Convert every entry below into a two-column CSV with the header instruction,points: one row per entry, the entry's text in the instruction column and its answer in the points column. Wrap each field in double quotes and replace any line breaks inside a field with spaces.

[start]

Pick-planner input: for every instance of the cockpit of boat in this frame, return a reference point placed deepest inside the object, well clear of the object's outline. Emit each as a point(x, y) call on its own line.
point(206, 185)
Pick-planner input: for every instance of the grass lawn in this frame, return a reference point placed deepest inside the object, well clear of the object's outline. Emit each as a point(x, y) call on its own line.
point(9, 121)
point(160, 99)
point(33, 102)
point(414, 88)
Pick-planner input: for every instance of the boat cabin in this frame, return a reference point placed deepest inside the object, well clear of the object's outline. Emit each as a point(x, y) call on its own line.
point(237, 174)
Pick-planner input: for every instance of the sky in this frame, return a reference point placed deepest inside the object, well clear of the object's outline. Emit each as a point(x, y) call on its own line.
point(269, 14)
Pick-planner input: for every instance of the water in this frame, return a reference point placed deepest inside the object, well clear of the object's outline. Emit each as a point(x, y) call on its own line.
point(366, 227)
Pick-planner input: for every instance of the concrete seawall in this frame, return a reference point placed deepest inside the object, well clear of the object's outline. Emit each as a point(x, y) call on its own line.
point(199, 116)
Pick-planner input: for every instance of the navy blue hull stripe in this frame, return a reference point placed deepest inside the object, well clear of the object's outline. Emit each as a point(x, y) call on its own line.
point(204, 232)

[end]

- The response:
instruction,points
"Pick-planner input: for every instance of the cockpit of boat in this frame, return a reference point placed deepest inside the object, well clear of the object's outline. Emit each as a point(x, y) call on its own line.","point(206, 185)"
"Pick-planner input: for every instance of the grass lawn in this frame, return a reference point placed deepest inside the object, well clear of the object's outline. Emit each as a point(x, y) call on its own line.","point(9, 121) point(160, 99) point(33, 102) point(414, 88)"
"Pick-planner input: for every instance of the boat cabin in this frame, return a reference point placed deepest inside the object, well clear of the object's outline. Emit each as a point(x, y) call on its own line.","point(237, 174)"
"Pick-planner input: for every instance of the sky in this frame, return a reference point placed deepest inside the object, well clear of the object's outline. Emit each as a point(x, y) call on its own line.","point(269, 14)"
"Pick-planner input: for every instance of the water in this frame, return a reference point placed deepest inside the object, well clear of the object's outline. Emit each as a point(x, y) call on its own line.","point(366, 227)"
"Pick-planner input: for every instance of the concrete seawall in this frame, return a reference point placed deepest inside the object, well clear of the object's outline. Emit each as a point(x, y) call on its own line.","point(199, 116)"
"Pick-planner input: for every instance of the navy blue hull stripe in this frame, return a reference point placed deepest inside the object, well clear of the object's outline. Emit each as a point(x, y) call on its own line.","point(204, 232)"